臥龍山 〜ブナの山は晩秋の装い〜


 

【広島県北広島町 平成17年11月12日(土)】
 
 11月もそろそろ半ば。街中の街路樹も色づき始めてきました。ということは、山の方はもう次の季節を迎える準備が整っている頃かもしれません。幸いこの週末の天気予報は「晴れ」。なので、今日は職場の後輩といっしょに臥龍山に行ってみることにしました。この春、新緑の頃にも登りましたが、今日はまた違った表情を見せてくれることと思います。
 
 広島ICから高速道路に乗り、中国道戸河内ICで下りてから国道191号線を島根県方面へ。ぐんぐん標高を上げていきますが、やがて深入山を過ぎたあたりから高原状の地形が広がるようになります。ここは北広島町(旧芸北町)の八幡高原。そしてその八幡高原の南側で山里の生活を見守るように穏やかに座しているのが臥龍山(1223m)です。

 朝の森

 9時30分、千町原の登山口に到着。身支度とストレッチを済ませてから出発です。臥龍山にはいくつかの登山道がありますが、今日はもっとも一般的な北斜面を登るコースをとります。
 スタート直後の草原を過ぎて森の中に入っていくと、足下はクマザサに覆われた道になります。葉を落とした木々が多いので森の中は明るく、また、登山道も刈り払われ整備されていたので、快適に歩くことができました。

_入力データ_
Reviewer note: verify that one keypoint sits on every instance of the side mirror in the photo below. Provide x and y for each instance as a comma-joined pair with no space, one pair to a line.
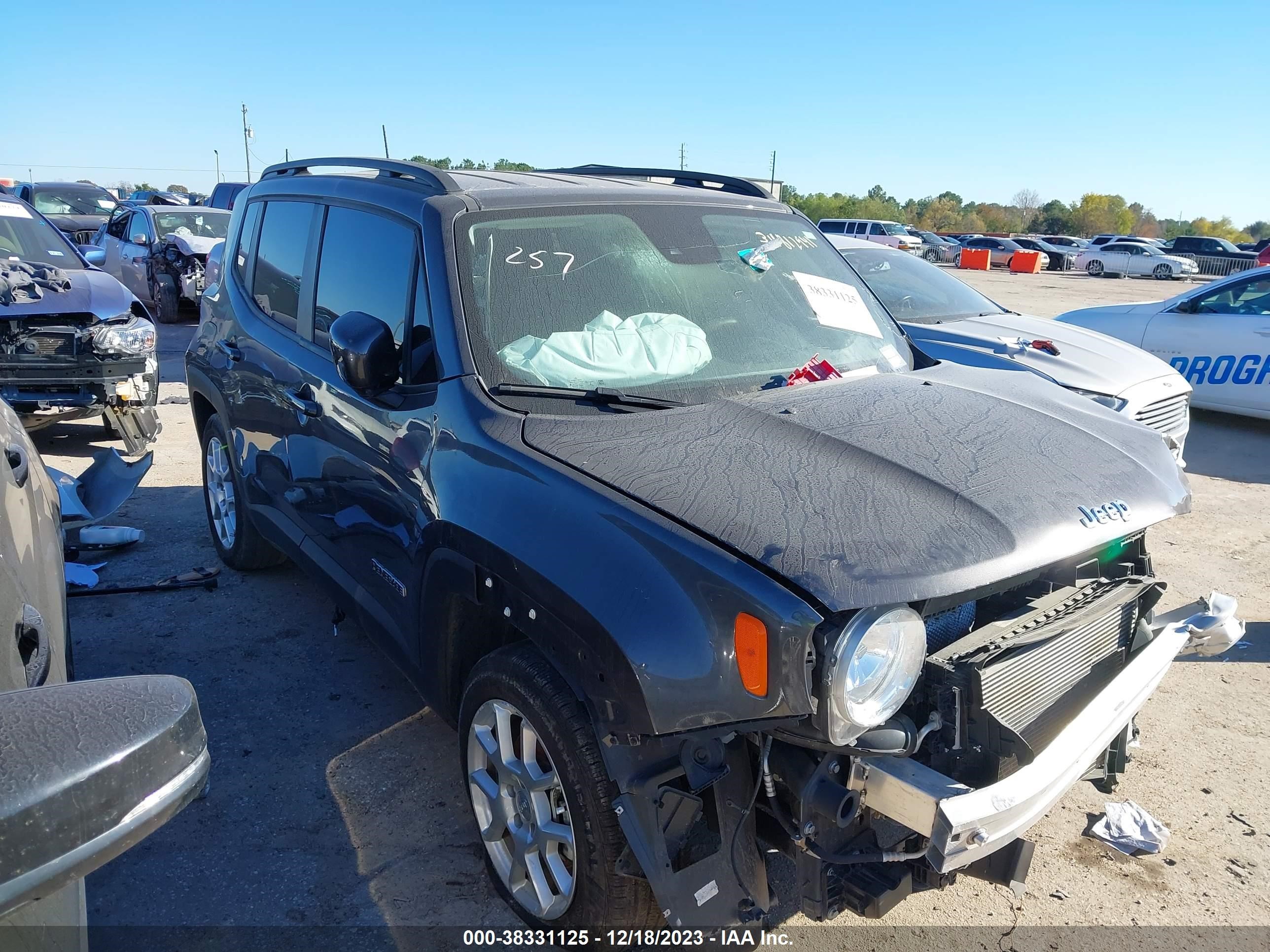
91,768
365,352
93,254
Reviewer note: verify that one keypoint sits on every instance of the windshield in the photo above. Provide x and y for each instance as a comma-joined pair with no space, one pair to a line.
197,224
25,238
916,291
684,303
73,200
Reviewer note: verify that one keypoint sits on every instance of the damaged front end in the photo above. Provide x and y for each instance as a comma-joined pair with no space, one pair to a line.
183,261
942,733
68,366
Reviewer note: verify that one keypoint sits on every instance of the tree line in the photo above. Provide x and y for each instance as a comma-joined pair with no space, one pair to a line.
1094,214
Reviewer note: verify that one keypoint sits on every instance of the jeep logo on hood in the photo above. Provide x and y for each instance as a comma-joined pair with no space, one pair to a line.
1105,513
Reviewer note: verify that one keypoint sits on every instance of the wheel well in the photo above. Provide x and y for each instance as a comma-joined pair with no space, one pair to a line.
202,409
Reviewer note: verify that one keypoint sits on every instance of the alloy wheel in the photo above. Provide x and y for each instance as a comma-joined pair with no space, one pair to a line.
220,492
520,804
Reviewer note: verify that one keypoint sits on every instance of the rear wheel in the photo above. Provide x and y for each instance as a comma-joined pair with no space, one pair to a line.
237,541
543,799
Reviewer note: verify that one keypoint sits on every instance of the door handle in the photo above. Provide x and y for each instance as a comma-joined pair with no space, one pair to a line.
19,465
301,404
34,649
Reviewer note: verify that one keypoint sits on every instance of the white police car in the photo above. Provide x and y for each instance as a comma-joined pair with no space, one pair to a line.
1216,336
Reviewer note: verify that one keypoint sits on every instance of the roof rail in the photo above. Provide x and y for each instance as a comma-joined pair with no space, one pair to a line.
388,168
693,179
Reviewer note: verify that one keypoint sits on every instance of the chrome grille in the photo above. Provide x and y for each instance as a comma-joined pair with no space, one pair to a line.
1165,415
46,344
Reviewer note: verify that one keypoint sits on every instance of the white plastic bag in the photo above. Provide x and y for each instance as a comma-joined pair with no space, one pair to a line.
645,348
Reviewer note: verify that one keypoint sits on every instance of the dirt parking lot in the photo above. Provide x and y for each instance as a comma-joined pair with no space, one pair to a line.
336,794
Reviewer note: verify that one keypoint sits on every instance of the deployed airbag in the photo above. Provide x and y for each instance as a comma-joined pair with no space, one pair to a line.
645,348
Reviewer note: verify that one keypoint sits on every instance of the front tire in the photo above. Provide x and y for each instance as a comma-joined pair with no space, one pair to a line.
167,300
237,541
543,800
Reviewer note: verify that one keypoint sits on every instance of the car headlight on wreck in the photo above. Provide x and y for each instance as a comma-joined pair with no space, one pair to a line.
1109,402
872,668
134,337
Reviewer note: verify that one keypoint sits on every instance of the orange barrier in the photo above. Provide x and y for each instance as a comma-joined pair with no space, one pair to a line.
978,259
1025,263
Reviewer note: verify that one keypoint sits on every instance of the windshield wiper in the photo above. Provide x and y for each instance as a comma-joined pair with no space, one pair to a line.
596,395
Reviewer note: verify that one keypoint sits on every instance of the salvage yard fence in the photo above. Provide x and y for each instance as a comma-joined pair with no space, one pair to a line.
1221,267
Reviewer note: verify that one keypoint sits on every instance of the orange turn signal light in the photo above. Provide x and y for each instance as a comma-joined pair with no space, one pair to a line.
750,638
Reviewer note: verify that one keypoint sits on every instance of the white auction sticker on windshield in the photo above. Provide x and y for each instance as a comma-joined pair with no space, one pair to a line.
837,304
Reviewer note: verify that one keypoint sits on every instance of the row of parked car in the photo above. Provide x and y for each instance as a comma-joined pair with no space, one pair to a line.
1103,256
460,400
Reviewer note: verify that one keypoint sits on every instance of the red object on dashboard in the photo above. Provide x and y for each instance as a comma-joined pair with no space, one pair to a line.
812,371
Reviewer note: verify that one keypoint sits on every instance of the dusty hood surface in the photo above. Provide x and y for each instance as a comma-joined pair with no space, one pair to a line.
92,291
1086,358
192,244
887,489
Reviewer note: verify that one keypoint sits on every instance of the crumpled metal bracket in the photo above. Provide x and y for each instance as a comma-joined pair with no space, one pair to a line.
101,489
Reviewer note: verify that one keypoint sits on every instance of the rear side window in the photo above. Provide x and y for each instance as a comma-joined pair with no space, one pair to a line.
367,265
247,235
280,259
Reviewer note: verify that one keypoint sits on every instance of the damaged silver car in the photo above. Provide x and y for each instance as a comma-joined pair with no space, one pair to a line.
160,253
74,343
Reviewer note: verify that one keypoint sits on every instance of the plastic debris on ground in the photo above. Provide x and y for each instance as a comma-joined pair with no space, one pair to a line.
1216,631
109,536
82,576
1130,829
812,371
101,489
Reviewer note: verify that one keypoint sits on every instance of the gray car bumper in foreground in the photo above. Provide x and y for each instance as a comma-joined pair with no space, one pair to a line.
966,824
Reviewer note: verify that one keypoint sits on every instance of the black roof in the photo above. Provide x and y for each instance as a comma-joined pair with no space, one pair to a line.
507,190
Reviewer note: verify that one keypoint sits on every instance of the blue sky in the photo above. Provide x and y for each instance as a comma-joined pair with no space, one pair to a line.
1164,103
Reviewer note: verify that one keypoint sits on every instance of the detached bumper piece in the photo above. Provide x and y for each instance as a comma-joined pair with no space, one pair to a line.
687,845
967,825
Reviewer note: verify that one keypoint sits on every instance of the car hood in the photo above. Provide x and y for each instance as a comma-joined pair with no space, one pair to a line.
192,244
76,223
1126,322
1086,360
888,489
92,291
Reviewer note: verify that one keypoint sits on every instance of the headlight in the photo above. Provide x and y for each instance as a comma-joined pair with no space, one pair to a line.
872,669
1106,400
135,337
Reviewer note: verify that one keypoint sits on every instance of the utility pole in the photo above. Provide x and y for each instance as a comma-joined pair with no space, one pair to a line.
247,150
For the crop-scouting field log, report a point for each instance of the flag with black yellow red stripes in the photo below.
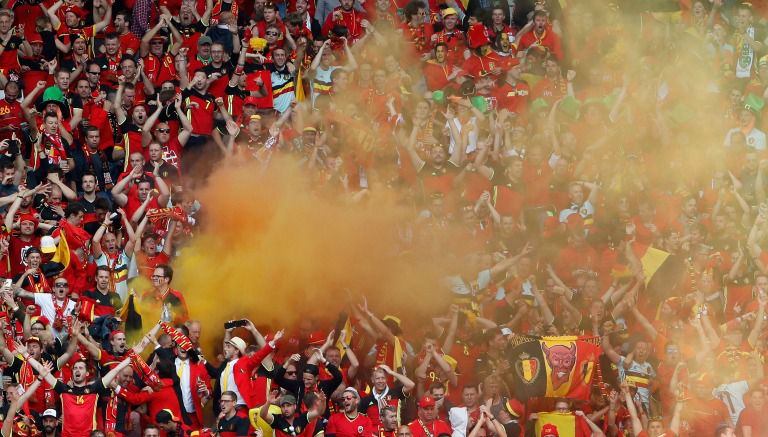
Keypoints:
(554, 366)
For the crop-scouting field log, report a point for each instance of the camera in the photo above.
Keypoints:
(235, 324)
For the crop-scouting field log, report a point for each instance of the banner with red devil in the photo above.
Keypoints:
(562, 367)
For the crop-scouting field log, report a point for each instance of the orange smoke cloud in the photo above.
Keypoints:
(273, 251)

_やること_
1/ 本文の「9時30分、千町原の登山口に」から「快適に歩くことができました。」までを両端も含めて書き出し、その中の「クマザサ」を「シダ」に変えよ。
2/ エントリの中から文字列「below」を含む行をすべて特定し、一行も漏らさずに書き写せ。

_解答例_
1/
9時30分、千町原の登山口に到着。身支度とストレッチを済ませてから出発です。臥龍山にはいくつかの登山道がありますが、今日はもっとも一般的な北斜面を登るコースをとります。
 スタート直後の草原を過ぎて森の中に入っていくと、足下はシダに覆われた道になります。葉を落とした木々が多いので森の中は明るく、また、登山道も刈り払われ整備されていたので、快適に歩くことができました。

2/
Reviewer note: verify that one keypoint sits on every instance of the side mirror in the photo below. Provide x and y for each instance as a comma-joined pair with no space, one pair to a line.
For the crop-scouting field log, report a point for each instance of the flag with black yellow red stripes in the photo below.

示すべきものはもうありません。